-------- Exercise text --------
Long Paul says that KNAC on the Net is registered as a federal "class 33" trademark. But Jones, citing "pending litigation," refused to give any details as to how, when or from whom DemoNet had acquired the rights to the KNAC name.
The plot is further thickened when HardRadio is brought into the heavy metal mix. Although Jones says he wishes "the utmost success" to Tracy Barnes and HardRadio, he hasn't always been so polite. In late December, he posted an anonymous message to the Usenet newsgroup alt.rock-n-roll.metal trumpeting the return of KNAC and announcing that it "Smokes Hard Radio big time" -- earning the not inconsiderable ire of Barnes.
Jones says Barnes initiated hostilities when he told some former KNAC jocks to choose between HardRadio and KNAC on the Net. Barnes denies that charge with the counter-accusation that Jones was requiring his jocks to sign exclusive contracts. Whatever the truth, one thing's for sure, that good old crosstown radio rival mentality has made a seamless transition to the Net.
"It's actually a detriment to us to have our name even associated with the poseur attempt that they are making," says Barnes. "The only reason that they mention HardRadio in almost every article that they have done is that they would love to try to capitalize on our traffic and our own brand name. KNAC is virtually unheard of outside of Southern California. HardRadio has become an international phenomenon."
Ultimately, all the infighting over who has the rights to the KNAC legacy may be irrelevant. Beneath all the sound and heavy metal fury remains one basic question -- if we grant that for every niche, no matter how small, there is an adoring audience in cyberspace, then does that mean there is a business model for serving each and every one of those niches?
Jones and Barnes obviously both think so, at least in the context of the underserved hard rock marketplace.
"When we talk to our advertisers," says Barnes, "they say, 'heavy metal - oh, you're going after the teenagers.' But we're talking about the No. 1 music sales genre of the 1980s. Our listeners are all over 21 years of age, if you look at the domains [Web addresses] that our listeners are tuning in from, they are Boeing, Nasa, IBM ... The black T-shirt crowd that was driving a beat-up Pinto in the '80s has now cut their hair and is doing software or hardware development and driving a BMW. But as far as mainstream pop culture is concerned, they're a whole lost generation."
There are no lost generations on the Web. There's time enough, and space, for every community to be found. If, as Barnes proclaims, hard rock is poised for a comeback, then couldn't the Web be the place where critical mass will first gather, or is already gathering? It might not be easy, its ascent may well be plagued with new technological problems and old industry infighting, but whoever said headbanging was supposed to be a free ride? After all, when the radio station KNAC first launched its hard rock format in 1986, it kicked off the first set with the AC-DC song "It's A Long Way To The Top (If You Wanna Rock 'N' Roll)."
On or offline, that's good advice to live by.
-------- Given information --------
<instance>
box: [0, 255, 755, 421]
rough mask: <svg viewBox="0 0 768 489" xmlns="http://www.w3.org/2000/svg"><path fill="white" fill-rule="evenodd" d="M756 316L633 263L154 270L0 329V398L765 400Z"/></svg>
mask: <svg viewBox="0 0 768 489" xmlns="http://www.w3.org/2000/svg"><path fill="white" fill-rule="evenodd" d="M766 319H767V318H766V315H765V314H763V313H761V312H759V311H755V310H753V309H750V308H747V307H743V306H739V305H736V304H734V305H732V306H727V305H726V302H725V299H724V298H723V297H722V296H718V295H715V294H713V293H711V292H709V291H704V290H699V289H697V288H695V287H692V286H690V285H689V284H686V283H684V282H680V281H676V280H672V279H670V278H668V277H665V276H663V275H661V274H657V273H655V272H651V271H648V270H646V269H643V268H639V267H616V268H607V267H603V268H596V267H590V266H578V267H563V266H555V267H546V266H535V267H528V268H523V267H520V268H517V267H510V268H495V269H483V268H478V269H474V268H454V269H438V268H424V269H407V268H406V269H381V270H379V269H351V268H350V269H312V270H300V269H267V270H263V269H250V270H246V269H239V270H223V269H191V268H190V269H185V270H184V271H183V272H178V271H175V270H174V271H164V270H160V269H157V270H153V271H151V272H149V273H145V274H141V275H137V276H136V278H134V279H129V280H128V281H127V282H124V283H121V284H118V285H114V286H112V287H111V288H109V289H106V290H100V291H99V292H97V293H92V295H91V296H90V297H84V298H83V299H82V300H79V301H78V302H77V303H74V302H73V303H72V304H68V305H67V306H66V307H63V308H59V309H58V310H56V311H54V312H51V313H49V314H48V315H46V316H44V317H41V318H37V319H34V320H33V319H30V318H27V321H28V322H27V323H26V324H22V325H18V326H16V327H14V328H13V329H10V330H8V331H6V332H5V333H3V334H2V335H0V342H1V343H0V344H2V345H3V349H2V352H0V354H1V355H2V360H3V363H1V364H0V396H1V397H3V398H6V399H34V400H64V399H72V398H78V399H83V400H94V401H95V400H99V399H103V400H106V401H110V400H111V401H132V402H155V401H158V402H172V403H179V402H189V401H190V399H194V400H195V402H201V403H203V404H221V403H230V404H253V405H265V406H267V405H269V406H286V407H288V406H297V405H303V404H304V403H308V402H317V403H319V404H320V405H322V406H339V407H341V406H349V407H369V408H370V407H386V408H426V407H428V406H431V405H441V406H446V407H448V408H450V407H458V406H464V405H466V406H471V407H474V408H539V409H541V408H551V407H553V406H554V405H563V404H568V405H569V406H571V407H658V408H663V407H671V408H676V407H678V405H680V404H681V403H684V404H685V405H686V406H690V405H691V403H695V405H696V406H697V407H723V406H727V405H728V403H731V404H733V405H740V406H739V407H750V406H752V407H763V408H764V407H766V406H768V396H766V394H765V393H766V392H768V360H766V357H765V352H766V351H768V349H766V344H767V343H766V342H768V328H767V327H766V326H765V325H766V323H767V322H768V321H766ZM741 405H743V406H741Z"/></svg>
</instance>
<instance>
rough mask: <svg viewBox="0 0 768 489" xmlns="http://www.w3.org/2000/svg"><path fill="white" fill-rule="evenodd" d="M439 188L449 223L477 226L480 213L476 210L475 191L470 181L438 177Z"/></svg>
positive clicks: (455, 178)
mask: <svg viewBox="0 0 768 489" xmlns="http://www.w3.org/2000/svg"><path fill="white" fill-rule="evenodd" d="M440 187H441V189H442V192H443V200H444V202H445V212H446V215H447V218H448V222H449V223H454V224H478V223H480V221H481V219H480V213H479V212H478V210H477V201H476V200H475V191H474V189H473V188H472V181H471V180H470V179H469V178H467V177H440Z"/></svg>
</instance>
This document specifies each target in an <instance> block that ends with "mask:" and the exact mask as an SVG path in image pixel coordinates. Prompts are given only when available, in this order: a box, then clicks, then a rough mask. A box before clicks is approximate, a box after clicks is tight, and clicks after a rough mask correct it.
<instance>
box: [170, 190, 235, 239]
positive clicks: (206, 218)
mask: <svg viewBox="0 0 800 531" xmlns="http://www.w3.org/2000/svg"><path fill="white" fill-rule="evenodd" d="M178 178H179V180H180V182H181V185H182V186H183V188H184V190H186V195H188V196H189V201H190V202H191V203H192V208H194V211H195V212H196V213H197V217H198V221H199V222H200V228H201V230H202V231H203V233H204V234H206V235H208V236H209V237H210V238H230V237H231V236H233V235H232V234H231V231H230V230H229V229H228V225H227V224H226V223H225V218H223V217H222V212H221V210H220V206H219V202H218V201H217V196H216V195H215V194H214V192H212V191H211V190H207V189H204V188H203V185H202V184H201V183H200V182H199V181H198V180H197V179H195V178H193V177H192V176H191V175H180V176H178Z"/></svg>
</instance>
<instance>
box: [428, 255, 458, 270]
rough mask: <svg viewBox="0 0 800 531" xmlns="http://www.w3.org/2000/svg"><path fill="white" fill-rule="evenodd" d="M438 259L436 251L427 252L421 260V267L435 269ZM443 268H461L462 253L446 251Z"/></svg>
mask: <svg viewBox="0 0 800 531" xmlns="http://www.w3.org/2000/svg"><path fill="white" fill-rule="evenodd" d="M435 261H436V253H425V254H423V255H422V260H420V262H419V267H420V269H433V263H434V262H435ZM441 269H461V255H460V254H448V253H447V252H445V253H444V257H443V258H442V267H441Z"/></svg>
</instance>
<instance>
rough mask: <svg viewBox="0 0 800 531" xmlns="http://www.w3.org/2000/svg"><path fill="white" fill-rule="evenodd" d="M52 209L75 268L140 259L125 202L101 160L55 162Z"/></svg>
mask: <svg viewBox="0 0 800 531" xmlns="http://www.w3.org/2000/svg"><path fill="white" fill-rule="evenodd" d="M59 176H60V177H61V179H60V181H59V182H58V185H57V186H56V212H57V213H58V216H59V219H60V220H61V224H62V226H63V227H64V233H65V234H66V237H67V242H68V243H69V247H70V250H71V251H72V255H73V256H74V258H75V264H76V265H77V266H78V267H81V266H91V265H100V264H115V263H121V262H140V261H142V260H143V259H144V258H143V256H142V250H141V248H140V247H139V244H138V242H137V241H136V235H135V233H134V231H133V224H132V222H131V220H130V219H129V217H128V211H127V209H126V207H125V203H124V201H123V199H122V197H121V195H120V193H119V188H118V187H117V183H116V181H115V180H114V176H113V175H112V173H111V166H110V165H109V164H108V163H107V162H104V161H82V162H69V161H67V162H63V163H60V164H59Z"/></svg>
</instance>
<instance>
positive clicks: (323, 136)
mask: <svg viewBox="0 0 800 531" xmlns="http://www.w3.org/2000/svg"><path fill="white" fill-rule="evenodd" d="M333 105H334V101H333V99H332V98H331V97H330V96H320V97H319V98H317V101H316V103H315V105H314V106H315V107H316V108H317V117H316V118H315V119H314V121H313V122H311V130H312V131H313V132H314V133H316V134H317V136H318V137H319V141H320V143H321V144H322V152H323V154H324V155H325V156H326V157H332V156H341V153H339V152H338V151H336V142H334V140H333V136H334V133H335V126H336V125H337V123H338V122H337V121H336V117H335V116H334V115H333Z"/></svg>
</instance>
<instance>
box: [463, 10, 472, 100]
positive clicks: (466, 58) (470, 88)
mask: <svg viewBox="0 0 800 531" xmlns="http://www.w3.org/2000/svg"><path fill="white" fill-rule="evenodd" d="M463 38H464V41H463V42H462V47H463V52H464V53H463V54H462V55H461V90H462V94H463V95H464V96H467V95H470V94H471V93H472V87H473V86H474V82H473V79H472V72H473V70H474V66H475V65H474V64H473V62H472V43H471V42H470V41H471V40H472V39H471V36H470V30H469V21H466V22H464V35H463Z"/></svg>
--------
• Required tasks
**1)** In the KNAC article, repeat the stretch from "Ultimately, all the" through "of those niches?", replacing "cyberspace" with "the online world".
**2)** Answer these questions from the KNAC article:
(a) According to Long Paul, what kind of trademark is KNAC on the Net registered as?
(b) To which Usenet newsgroup did Jones post his anonymous message in late December?
(c) In what year did the radio station KNAC first launch its hard rock format?

• Results of the tasks
**1)**
Ultimately, all the infighting over who has the rights to the KNAC legacy may be irrelevant. Beneath all the sound and heavy metal fury remains one basic question -- if we grant that for every niche, no matter how small, there is an adoring audience in the online world, then does that mean there is a business model for serving each and every one of those niches?

**2)**
(a) A federal "class 33" trademark.
(b) alt.rock-n-roll.metal
(c) 1986